» **Requirement**:
Go through the listing and copy every line word for word.

┄┄┄┄┄┄┄┄┄┄┄┄┄┄┄┄┄┄┄┄

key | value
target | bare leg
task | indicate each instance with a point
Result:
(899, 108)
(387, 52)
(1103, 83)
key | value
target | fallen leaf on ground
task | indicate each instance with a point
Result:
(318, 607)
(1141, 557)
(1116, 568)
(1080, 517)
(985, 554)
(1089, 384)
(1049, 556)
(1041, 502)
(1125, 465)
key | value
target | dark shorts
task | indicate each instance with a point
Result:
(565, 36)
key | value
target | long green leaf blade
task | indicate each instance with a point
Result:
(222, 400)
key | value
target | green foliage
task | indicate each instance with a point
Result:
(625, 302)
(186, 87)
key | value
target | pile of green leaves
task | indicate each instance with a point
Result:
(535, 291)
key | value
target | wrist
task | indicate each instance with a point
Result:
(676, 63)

┄┄┄┄┄┄┄┄┄┄┄┄┄┄┄┄┄┄┄┄

» **Task solution**:
key | value
target | bare leg
task | indicate each instance with a point
Result:
(899, 108)
(387, 52)
(1103, 83)
key | value
target | fallen leaf on ground
task | indicate each instance with a point
Result:
(318, 607)
(1141, 557)
(1116, 568)
(1080, 517)
(985, 554)
(1089, 384)
(1049, 556)
(1041, 502)
(1125, 465)
key | value
target | dark shorts
task | indicate each instance with a point
Result:
(565, 36)
key | value
target | long green leaf blade
task | indicate each instance with a point
Result:
(222, 400)
key | value
target | green foliage
task | indicate each instance with a point
Result:
(625, 302)
(186, 87)
key | value
target | pile of green leaves
task | indicate each instance with a point
Result:
(535, 291)
key | value
target | wrist
task | indicate each instance with a point
Result:
(676, 63)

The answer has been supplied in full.